> **What you will do**:
Each line in the entries that has the word "slope" has to be copied.

> **Data supplied**:
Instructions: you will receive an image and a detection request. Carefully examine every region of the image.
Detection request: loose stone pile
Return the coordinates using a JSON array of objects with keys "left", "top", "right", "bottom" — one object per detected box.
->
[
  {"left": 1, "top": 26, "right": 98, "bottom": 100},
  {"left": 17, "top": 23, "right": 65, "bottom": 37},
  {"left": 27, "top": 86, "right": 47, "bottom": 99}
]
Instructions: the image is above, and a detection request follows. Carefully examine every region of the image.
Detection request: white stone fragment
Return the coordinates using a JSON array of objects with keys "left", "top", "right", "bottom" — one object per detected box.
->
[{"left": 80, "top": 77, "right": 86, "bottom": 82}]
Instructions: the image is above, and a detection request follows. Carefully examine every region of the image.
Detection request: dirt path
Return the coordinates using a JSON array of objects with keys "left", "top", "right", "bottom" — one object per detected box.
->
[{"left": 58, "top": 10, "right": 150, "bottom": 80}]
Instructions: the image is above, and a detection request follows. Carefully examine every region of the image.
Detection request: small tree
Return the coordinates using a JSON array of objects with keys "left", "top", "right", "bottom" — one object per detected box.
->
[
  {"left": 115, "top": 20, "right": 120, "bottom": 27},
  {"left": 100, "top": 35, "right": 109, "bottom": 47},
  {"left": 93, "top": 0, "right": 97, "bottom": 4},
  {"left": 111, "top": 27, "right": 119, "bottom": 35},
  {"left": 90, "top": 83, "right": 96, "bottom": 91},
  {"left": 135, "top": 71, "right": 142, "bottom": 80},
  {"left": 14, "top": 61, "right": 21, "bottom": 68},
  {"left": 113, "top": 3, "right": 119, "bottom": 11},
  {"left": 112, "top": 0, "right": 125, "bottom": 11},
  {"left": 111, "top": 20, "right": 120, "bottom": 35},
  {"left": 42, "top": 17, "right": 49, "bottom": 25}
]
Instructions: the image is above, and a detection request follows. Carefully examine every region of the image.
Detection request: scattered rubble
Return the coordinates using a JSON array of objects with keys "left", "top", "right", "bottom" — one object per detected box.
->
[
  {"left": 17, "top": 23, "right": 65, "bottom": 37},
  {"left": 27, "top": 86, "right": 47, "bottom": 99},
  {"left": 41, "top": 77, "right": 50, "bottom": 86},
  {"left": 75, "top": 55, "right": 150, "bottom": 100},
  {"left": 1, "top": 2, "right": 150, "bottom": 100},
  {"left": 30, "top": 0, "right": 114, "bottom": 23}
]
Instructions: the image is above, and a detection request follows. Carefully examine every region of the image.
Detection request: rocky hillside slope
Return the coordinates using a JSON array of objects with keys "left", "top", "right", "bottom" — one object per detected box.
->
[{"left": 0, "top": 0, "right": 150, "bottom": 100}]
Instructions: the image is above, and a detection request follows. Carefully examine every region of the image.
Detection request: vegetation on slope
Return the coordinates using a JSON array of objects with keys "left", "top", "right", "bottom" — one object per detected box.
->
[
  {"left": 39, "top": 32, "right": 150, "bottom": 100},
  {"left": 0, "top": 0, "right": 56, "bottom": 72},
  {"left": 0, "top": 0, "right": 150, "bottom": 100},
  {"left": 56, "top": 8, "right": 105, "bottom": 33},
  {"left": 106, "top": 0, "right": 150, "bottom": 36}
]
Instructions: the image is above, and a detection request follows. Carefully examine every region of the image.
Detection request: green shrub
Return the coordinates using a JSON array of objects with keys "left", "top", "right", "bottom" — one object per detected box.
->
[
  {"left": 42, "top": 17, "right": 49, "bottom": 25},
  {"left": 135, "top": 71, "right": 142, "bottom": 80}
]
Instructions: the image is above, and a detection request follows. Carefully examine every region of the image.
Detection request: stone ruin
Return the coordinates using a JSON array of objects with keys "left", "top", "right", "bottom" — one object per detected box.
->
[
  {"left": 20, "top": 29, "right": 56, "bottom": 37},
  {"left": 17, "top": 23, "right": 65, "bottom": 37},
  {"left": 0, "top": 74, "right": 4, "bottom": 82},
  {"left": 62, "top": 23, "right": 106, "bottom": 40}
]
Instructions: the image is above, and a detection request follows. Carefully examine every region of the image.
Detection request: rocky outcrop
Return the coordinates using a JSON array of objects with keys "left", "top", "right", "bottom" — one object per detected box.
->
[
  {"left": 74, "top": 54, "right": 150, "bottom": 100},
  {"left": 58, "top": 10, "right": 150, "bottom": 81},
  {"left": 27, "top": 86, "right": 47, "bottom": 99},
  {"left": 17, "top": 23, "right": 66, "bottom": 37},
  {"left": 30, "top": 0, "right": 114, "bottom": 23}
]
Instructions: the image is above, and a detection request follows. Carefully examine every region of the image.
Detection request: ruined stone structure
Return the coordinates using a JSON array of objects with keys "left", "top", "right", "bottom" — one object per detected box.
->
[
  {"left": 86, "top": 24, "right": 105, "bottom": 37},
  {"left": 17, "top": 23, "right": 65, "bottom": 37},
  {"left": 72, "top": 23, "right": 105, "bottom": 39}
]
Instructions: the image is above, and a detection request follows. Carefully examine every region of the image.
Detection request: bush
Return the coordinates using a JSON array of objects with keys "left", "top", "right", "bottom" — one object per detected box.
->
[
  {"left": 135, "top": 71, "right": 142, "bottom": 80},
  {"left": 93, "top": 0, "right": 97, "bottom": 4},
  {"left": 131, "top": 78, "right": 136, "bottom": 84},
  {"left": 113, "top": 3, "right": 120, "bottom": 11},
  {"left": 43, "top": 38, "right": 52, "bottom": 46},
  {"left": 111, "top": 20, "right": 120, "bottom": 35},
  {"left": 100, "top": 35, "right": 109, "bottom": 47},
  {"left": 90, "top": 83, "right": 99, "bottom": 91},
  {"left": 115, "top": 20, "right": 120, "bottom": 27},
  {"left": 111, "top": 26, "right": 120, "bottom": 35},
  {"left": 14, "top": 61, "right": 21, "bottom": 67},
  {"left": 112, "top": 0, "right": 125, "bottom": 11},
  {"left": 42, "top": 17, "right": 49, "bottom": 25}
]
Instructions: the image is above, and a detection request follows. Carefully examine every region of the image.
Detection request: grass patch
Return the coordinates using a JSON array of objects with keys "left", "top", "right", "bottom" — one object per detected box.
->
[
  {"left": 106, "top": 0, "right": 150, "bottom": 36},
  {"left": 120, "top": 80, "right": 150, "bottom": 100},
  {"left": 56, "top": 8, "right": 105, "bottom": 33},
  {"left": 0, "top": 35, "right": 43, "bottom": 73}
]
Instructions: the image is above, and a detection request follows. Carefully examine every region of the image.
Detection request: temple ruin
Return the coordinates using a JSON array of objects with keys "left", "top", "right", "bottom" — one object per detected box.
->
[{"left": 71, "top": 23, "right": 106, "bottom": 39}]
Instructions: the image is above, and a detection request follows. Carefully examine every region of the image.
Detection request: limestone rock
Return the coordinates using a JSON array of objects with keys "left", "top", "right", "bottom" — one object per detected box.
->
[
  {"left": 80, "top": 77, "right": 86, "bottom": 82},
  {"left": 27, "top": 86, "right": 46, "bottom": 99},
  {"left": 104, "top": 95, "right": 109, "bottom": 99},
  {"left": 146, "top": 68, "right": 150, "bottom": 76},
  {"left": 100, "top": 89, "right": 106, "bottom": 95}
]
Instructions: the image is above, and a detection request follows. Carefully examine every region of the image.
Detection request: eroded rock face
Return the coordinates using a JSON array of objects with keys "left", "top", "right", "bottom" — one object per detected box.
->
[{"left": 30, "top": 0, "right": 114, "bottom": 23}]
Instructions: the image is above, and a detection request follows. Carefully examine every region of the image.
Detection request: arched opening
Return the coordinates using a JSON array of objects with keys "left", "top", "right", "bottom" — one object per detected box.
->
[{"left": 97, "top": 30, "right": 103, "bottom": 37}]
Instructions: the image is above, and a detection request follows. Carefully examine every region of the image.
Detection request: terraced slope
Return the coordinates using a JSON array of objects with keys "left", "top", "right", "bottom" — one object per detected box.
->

> **Task solution**:
Detection request: rocky hillside slope
Detection request: vegetation on slope
Detection request: terraced slope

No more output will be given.